(DOCUMENT SECTION):

________

Re: [PATCH v4] powerpc/pseries: Remove limit in wait for dying CPU

From: Nathan Lynch
Date: Tue Apr 30 2019 - 12:34:40 EST


Thiago Jung Bauermann <bauerman@xxxxxxxxxxxxx> writes:
> This can be a problem because if the busy loop finishes too early, then the
> kernel may offline another CPU before the previous one finished dying,
> which would lead to two concurrent calls to rtas-stop-self, which is
> prohibited by the PAPR.
>
> Since the hotplug machinery already assumes that cpu_die() is going to
> work, we can simply loop until the CPU stops.
>
> Also change the loop to wait 100 Âs between each call to
> smp_query_cpu_stopped() to avoid querying RTAS too often.

[...]

> diff --git a/arch/powerpc/platforms/pseries/hotplug-cpu.c b/arch/powerpc/platforms/pseries/hotplug-cpu.c
> index 97feb6e79f1a..d75cee60644c 100644
> --- a/arch/powerpc/platforms/pseries/hotplug-cpu.c
> +++ b/arch/powerpc/platforms/pseries/hotplug-cpu.c
> @@ -214,13 +214,17 @@ static void pseries_cpu_die(unsigned int cpu)

________

(SUPPLIED MATERIAL):
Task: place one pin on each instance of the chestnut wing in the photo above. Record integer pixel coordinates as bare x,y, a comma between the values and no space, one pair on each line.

________

(WHAT IS ASKED):
a - Using the pseries CPU patch thread, answer each question:
(i) Who sent this reply, and on what date?
(ii) What prohibits two concurrent calls to rtas-stop-self?
(iii) Which file does the diff change?
b - Supply the next part of the pseries CPU patch thread, starting after its final line.

(OUTPUTS FOR THE TASKS):
a -
(i) Nathan Lynch, Tue Apr 30 2019
(ii) The PAPR
(iii) arch/powerpc/platforms/pseries/hotplug-cpu.c

b -
> msleep(1);
> }
> } else if (get_preferred_offline_state(cpu) == CPU_STATE_OFFLINE) {
> -
> - for (tries = 0; tries < 25; tries++) {
> + /*
> + * rtas_stop_self() panics if the CPU fails to stop and our
> + * callers already assume that we are going to succeed, so we
> + * can just loop until the CPU stops.
> + */
> + while (true) {
> cpu_status = smp_query_cpu_stopped(pcpu);
> if (cpu_status == QCSS_STOPPED ||
> cpu_status == QCSS_HARDWARE_ERROR)
> break;
> - cpu_relax();
> + udelay(100);
> }
> }

I agree with looping indefinitely but doesn't it need a cond_resched()
or similar check?